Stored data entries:
--- Begin ---
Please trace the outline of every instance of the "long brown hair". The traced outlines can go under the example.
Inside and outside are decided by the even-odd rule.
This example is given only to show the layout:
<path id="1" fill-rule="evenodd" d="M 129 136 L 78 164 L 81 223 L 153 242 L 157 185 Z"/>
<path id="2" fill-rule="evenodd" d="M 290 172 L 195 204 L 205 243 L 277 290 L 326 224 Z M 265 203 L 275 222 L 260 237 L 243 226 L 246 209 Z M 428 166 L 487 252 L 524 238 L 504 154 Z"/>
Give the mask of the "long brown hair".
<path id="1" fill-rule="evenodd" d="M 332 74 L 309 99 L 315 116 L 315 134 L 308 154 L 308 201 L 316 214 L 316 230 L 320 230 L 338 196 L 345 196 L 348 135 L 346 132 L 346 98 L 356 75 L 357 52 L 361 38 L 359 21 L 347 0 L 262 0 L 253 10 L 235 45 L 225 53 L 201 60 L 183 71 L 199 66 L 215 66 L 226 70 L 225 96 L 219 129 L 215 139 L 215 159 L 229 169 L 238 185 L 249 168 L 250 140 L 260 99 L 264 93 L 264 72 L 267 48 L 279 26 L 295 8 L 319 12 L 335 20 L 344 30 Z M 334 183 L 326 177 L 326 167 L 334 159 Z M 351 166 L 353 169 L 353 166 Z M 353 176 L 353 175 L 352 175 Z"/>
--- End ---
◆ **Task prompt**: Duplicate the records above verbatim, line for line.

◆ **Answer to this exercise**:
Please trace the outline of every instance of the "long brown hair". The traced outlines can go under the example.
Inside and outside are decided by the even-odd rule.
This example is given only to show the layout:
<path id="1" fill-rule="evenodd" d="M 129 136 L 78 164 L 81 223 L 153 242 L 157 185 Z"/>
<path id="2" fill-rule="evenodd" d="M 290 172 L 195 204 L 205 243 L 277 290 L 326 224 Z M 265 203 L 275 222 L 260 237 L 243 226 L 246 209 Z M 428 166 L 487 252 L 524 238 L 504 154 Z"/>
Give the mask of the "long brown hair".
<path id="1" fill-rule="evenodd" d="M 332 74 L 309 99 L 315 116 L 315 134 L 308 154 L 308 201 L 316 214 L 316 230 L 320 230 L 338 196 L 345 196 L 348 135 L 346 132 L 346 98 L 356 75 L 357 52 L 361 38 L 359 21 L 347 0 L 262 0 L 253 10 L 235 45 L 225 53 L 201 60 L 183 71 L 199 66 L 215 66 L 226 70 L 225 96 L 219 129 L 215 139 L 215 159 L 229 169 L 238 185 L 249 168 L 250 140 L 260 99 L 264 93 L 264 72 L 267 48 L 279 26 L 295 8 L 319 12 L 335 20 L 344 30 Z M 334 183 L 326 177 L 326 167 L 334 159 Z M 351 166 L 353 169 L 353 166 Z M 353 176 L 353 175 L 352 175 Z"/>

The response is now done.